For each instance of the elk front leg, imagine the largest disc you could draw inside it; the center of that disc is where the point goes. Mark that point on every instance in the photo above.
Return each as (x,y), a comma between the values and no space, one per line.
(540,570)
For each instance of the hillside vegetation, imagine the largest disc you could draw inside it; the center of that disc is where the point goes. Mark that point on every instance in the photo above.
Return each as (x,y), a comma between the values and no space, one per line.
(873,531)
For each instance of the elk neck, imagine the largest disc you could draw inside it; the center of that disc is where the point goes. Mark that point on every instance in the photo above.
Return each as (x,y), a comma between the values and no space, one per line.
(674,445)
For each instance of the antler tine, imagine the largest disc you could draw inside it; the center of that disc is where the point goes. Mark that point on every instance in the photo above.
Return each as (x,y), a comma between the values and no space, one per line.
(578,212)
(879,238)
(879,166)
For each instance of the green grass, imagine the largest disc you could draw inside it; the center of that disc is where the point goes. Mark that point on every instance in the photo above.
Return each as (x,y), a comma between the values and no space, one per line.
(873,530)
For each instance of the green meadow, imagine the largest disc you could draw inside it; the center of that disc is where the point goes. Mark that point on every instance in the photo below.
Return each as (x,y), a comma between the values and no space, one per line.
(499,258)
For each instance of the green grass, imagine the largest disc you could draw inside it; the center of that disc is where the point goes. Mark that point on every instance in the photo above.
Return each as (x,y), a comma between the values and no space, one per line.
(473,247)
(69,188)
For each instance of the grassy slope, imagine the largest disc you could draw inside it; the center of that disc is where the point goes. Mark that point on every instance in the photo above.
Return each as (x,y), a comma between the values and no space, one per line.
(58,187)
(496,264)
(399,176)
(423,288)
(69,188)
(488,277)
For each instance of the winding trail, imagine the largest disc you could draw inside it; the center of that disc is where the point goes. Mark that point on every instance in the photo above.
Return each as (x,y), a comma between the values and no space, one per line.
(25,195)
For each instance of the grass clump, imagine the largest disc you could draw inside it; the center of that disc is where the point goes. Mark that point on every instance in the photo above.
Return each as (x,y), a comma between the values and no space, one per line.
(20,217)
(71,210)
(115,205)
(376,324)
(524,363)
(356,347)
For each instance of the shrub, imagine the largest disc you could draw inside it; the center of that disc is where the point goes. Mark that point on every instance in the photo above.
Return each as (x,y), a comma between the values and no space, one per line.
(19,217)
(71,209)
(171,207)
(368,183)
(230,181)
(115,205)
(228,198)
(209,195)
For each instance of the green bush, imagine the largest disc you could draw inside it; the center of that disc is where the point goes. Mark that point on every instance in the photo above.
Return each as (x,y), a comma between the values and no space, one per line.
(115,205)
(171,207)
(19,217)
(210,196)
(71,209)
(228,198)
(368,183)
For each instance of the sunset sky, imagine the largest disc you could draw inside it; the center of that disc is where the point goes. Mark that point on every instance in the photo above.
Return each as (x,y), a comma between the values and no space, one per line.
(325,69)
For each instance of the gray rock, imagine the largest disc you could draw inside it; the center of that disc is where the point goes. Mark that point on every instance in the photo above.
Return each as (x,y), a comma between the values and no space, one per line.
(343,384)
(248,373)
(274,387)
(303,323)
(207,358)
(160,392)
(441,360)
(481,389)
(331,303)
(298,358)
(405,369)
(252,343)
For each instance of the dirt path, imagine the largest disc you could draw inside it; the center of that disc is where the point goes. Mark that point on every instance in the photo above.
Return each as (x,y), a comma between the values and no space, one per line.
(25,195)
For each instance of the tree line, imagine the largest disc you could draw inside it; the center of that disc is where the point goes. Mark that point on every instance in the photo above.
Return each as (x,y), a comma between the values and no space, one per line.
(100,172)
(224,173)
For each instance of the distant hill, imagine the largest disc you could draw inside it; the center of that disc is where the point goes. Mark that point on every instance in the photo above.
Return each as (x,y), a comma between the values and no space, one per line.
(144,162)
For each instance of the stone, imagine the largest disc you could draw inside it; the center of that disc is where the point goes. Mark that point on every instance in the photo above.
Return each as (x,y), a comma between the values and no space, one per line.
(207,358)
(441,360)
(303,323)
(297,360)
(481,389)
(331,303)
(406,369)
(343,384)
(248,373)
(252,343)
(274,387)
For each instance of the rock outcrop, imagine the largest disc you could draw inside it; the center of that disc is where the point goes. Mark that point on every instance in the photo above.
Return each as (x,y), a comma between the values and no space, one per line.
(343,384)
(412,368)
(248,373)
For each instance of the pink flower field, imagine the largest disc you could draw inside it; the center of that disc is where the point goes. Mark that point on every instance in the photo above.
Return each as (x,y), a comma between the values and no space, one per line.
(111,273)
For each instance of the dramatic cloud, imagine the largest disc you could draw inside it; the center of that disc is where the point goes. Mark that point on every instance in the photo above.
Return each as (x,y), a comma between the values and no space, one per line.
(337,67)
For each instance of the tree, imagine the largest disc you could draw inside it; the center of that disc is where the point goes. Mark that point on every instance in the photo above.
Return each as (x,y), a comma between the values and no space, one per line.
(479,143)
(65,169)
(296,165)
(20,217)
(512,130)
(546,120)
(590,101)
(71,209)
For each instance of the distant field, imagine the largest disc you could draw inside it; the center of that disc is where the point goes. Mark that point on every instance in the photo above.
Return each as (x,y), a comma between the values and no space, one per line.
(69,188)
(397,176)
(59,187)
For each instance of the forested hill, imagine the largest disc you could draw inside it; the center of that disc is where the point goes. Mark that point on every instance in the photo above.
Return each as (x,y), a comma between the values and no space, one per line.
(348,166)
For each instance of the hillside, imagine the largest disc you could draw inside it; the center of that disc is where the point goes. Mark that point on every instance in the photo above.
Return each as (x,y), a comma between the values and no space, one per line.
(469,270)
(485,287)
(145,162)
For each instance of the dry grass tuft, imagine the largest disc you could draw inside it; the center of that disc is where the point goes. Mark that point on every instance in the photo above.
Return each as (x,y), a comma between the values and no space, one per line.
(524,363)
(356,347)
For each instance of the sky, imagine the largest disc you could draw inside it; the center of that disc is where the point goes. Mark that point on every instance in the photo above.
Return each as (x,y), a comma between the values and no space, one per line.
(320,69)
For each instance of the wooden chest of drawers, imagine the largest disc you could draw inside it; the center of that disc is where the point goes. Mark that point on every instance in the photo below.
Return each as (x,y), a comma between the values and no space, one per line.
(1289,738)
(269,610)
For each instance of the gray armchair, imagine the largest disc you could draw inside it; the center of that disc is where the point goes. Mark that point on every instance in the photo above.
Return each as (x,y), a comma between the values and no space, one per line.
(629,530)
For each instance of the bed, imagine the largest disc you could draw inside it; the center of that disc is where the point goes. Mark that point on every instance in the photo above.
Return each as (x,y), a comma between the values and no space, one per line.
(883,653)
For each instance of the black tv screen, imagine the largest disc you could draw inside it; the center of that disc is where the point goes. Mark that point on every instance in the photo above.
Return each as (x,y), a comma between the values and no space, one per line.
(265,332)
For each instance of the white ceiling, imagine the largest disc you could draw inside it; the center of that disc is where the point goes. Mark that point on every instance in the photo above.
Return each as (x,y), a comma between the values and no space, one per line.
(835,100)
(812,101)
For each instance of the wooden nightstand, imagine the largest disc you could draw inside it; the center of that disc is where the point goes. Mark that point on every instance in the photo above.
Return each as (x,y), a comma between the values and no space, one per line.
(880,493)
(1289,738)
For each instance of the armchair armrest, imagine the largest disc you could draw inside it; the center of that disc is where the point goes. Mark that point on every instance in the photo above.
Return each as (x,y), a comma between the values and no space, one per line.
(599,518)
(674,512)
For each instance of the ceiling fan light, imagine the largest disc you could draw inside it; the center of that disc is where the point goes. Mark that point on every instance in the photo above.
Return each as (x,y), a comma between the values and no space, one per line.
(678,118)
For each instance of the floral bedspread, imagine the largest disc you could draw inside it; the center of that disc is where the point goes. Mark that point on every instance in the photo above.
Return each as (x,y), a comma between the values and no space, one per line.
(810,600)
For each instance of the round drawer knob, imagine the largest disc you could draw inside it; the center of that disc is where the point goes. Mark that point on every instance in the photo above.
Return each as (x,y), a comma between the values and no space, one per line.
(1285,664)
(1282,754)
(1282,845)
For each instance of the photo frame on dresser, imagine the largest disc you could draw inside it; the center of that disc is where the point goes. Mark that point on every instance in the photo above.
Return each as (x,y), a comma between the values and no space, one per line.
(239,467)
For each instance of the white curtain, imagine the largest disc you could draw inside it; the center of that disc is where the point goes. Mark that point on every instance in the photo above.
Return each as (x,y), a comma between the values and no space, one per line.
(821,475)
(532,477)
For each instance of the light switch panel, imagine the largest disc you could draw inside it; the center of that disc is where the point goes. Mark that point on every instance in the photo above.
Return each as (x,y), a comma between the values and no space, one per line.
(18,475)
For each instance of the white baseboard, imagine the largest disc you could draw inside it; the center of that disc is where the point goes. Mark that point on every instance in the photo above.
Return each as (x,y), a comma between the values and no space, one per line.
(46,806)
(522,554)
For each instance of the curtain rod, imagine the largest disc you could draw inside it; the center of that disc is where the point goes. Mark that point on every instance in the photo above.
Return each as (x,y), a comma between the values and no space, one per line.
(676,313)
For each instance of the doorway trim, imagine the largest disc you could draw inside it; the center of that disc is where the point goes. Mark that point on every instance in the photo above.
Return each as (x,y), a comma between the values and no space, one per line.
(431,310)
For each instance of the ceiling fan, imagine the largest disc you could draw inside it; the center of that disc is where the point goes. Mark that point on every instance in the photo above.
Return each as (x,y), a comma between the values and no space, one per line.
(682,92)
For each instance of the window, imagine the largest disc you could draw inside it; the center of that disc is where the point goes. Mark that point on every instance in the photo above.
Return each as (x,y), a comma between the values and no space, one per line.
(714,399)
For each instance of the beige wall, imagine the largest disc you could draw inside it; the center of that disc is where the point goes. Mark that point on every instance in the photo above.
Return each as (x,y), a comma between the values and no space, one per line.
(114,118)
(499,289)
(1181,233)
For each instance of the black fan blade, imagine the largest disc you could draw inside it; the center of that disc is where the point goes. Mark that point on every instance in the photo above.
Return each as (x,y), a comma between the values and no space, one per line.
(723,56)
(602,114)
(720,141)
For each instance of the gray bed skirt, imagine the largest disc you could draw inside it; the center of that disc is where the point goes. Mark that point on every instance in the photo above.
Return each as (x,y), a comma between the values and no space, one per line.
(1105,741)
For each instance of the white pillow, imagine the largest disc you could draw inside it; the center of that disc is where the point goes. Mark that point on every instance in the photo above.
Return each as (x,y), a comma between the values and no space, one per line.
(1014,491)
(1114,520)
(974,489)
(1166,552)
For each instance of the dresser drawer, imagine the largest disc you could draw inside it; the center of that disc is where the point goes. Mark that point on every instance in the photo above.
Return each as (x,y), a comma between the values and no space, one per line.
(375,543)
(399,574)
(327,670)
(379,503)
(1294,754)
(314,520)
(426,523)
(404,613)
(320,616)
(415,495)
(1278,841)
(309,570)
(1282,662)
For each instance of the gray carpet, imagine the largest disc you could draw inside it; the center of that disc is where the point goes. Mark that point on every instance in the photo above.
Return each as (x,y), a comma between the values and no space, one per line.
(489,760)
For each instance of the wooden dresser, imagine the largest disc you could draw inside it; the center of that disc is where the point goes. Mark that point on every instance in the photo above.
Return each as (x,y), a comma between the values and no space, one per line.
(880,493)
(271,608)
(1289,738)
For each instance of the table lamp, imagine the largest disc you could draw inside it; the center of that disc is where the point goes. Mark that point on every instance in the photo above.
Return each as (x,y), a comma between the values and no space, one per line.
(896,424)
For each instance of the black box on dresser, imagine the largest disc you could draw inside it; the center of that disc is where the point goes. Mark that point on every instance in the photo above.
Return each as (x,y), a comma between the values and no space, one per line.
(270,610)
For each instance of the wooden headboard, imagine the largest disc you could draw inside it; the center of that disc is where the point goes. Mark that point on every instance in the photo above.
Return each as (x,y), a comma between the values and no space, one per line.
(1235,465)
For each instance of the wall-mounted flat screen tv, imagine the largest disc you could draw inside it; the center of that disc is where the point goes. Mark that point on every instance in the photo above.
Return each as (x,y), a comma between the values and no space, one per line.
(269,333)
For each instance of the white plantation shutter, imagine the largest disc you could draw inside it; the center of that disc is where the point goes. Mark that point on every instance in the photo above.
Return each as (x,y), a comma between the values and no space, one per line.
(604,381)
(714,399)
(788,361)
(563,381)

####################

* _Problem requirements_: Repeat the line that contains "For each instance of the wooden dresser, imagine", then every line after it until the records end, with nothing added.

* _Result below_:
For each instance of the wooden dresser, imagine the largest disc you could draw inside it; the center of that disc is where the point goes. Mark that point on every instance in the photo above.
Return each as (x,y), a comma between the values and no space, one per line.
(880,493)
(271,608)
(1289,738)
For each instance of the table lamp, imagine the largest disc you could draw inside it; the center of that disc is where the point goes. Mark that point on every instance in the photo above.
Return each as (x,y), a comma between the values and no space, one per line.
(896,424)
For each instance of the black box on dresser, imagine the largest disc you could draw inside it; the center of that disc is where the point goes. Mark that point on every instance in the photo above.
Return each as (x,y), a comma between the values and no space, one per line.
(270,610)
For each instance of the wooden headboard, imagine the largest disc you could draw inside it; the center of that disc is where the point goes. Mark that point on every instance in the photo above.
Return each as (x,y), a comma between the values and no space, one per line.
(1235,465)
For each instance of the wall-mounted flat screen tv, imagine the largest disc you could draw inside it; the center of that disc is where the point goes. Mark that point on every instance in the photo above.
Return each as (x,y), a comma between the values and no space, one per line.
(269,333)
For each instance of the white plantation shutter, imagine the largest disc you could draw inside it; the center of that disc is where the point goes. Mark that point on every instance in the photo above.
Return each as (x,y), a comma between the values and no space, one per line.
(604,381)
(714,399)
(788,361)
(563,381)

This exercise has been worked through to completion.